_Exercise_
Each line from the one that contains "Please put a marker on the round" to the end of the material must be set down exactly, and no line before it.

_Task data_
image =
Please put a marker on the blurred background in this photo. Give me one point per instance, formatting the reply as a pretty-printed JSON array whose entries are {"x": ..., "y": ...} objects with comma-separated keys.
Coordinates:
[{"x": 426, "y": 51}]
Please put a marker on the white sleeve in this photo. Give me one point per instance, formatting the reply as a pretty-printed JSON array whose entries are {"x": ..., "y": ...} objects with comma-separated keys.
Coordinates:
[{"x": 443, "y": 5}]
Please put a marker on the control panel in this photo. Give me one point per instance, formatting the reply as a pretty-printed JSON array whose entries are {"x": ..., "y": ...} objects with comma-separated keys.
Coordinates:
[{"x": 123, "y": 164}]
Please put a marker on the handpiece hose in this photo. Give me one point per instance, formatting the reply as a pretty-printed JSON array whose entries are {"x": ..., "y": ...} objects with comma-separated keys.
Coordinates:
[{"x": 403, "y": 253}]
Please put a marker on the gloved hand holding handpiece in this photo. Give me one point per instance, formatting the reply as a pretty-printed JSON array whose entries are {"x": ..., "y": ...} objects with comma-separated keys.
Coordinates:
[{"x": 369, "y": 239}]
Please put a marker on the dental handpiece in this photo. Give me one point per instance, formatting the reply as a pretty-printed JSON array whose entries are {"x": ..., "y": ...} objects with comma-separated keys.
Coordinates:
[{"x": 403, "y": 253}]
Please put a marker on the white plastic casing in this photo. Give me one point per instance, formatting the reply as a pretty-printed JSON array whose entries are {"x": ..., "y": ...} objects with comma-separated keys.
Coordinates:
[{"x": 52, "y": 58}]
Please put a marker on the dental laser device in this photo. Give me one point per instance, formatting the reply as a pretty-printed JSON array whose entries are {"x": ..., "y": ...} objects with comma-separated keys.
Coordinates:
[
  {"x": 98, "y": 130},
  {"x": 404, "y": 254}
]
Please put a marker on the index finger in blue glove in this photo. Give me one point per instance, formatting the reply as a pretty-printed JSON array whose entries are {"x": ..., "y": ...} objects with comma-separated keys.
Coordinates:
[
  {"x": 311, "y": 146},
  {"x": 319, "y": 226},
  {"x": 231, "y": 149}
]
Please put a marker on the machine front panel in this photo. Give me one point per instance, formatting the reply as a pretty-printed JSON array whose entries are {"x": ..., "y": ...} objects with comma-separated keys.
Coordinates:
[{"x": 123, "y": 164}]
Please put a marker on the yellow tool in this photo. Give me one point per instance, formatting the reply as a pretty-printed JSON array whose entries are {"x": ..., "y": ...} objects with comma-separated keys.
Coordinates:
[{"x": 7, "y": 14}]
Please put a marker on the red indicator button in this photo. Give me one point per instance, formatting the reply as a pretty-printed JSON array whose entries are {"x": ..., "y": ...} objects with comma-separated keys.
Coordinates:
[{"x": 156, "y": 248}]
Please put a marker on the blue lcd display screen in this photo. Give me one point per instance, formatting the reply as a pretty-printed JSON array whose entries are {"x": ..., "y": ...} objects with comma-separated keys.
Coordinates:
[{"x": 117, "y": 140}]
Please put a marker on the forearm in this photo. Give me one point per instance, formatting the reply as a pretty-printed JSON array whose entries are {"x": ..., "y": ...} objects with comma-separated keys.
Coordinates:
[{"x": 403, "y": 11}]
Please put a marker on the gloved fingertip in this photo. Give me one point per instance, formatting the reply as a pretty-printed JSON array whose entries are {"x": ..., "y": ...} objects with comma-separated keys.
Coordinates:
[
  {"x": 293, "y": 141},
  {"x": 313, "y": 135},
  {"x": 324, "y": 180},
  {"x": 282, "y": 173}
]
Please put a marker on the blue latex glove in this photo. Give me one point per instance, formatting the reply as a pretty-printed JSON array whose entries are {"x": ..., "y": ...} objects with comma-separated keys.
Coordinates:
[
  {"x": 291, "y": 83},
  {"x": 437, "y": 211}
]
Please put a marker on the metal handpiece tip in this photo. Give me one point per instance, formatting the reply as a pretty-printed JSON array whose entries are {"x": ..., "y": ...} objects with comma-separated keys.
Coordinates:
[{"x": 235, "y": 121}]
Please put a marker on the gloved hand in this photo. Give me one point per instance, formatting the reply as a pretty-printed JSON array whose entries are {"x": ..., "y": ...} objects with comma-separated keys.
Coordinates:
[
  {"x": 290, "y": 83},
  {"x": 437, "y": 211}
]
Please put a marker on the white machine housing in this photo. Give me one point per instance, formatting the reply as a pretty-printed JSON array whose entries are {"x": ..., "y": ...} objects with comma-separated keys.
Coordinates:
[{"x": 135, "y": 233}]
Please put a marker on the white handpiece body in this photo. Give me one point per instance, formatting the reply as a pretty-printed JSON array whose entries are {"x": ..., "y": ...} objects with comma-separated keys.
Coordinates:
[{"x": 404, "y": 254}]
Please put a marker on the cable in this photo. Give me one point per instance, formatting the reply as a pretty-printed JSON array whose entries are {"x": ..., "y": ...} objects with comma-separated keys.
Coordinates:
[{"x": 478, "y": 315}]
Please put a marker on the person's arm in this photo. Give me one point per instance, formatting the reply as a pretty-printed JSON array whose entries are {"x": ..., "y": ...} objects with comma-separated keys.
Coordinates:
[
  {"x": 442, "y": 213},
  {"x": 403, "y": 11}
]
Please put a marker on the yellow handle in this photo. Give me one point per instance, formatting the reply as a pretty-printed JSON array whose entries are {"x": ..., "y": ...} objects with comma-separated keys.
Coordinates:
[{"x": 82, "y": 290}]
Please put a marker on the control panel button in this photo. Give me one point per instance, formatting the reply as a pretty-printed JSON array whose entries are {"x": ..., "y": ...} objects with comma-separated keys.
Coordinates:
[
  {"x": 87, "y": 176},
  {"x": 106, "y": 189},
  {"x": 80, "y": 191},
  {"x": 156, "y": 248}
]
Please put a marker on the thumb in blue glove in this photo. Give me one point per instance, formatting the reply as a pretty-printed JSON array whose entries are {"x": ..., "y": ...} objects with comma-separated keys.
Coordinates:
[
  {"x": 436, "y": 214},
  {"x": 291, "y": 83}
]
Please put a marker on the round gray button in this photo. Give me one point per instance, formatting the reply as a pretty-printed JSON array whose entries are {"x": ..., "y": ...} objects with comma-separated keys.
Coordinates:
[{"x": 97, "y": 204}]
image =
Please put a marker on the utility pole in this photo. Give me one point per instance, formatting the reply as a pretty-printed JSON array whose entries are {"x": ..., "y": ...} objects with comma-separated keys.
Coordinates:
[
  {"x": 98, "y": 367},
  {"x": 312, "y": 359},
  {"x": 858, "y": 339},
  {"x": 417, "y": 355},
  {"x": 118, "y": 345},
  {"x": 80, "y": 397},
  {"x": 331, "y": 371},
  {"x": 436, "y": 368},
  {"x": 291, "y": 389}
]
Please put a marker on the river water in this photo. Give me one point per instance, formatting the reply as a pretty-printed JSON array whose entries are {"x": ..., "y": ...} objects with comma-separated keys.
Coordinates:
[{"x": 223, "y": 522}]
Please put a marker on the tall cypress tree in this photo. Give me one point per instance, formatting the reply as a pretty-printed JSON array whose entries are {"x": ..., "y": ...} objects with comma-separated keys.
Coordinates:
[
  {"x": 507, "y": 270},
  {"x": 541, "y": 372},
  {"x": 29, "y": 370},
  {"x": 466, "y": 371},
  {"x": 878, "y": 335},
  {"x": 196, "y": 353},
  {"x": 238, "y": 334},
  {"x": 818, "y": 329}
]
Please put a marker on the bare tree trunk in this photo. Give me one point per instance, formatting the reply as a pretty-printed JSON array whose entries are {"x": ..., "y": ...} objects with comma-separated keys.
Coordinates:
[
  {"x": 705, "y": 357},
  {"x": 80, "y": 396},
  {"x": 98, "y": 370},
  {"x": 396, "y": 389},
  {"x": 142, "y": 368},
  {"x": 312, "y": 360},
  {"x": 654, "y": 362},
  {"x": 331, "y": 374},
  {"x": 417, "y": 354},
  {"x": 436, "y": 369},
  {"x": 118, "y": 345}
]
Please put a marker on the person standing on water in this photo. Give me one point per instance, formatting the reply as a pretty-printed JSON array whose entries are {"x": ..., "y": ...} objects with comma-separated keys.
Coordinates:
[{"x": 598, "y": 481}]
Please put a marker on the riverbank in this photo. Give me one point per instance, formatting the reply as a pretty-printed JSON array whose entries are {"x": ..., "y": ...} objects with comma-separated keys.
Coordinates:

_Written solution_
Please put a marker on the round gray button in this photo. Give me one point per instance, formatting the reply as a pretty-printed JSON array whose entries are {"x": ..., "y": ...} objects with comma-separated keys.
Coordinates:
[{"x": 97, "y": 204}]
image =
Please put a marker on the utility pole in this photo. Give me one point per instance, formatting the reply as a pretty-printed JSON array whose entries are {"x": ..., "y": ...} objects with comma-separated keys.
Coordinates:
[
  {"x": 98, "y": 367},
  {"x": 312, "y": 359},
  {"x": 858, "y": 339},
  {"x": 417, "y": 355},
  {"x": 118, "y": 345},
  {"x": 80, "y": 397},
  {"x": 331, "y": 371},
  {"x": 436, "y": 368},
  {"x": 291, "y": 389}
]
Please put a marker on the river water in this photo. Give me one point per instance, formatting the reply as a pretty-printed JSON array whose entries are {"x": ..., "y": ...} objects with comma-separated keys.
Coordinates:
[{"x": 223, "y": 522}]
Please put a marker on the tall cypress tree in this photo. Give me one point per instance, formatting the reply as a pretty-printed JSON array whose entries are {"x": ..., "y": ...} objects with comma-separated keys.
Coordinates:
[
  {"x": 507, "y": 270},
  {"x": 541, "y": 372},
  {"x": 29, "y": 370},
  {"x": 466, "y": 371},
  {"x": 878, "y": 335},
  {"x": 196, "y": 353},
  {"x": 238, "y": 334},
  {"x": 818, "y": 329}
]
Please put a marker on the bare tree trunk in this photo. Give me one point per instance, formatting the reply as a pretty-printed JSON array whose entries are {"x": ..., "y": ...} objects with comma-separated keys.
Coordinates:
[
  {"x": 705, "y": 357},
  {"x": 80, "y": 396},
  {"x": 98, "y": 370},
  {"x": 396, "y": 389},
  {"x": 142, "y": 368},
  {"x": 312, "y": 360},
  {"x": 654, "y": 362},
  {"x": 331, "y": 374},
  {"x": 417, "y": 354},
  {"x": 436, "y": 369},
  {"x": 118, "y": 345}
]
Please put a marker on the person standing on water in this photo. Give me one point per instance, formatting the reply as a pretty-printed JSON array whose entries are {"x": ..., "y": ...} objects with comma-separated keys.
Coordinates:
[{"x": 598, "y": 481}]
Please put a marker on the riverbank in this photo. Give me one point per instance, formatting the reply as a pretty-printed JSON array whose entries are {"x": ..., "y": ...} objects with comma-separated keys.
Coordinates:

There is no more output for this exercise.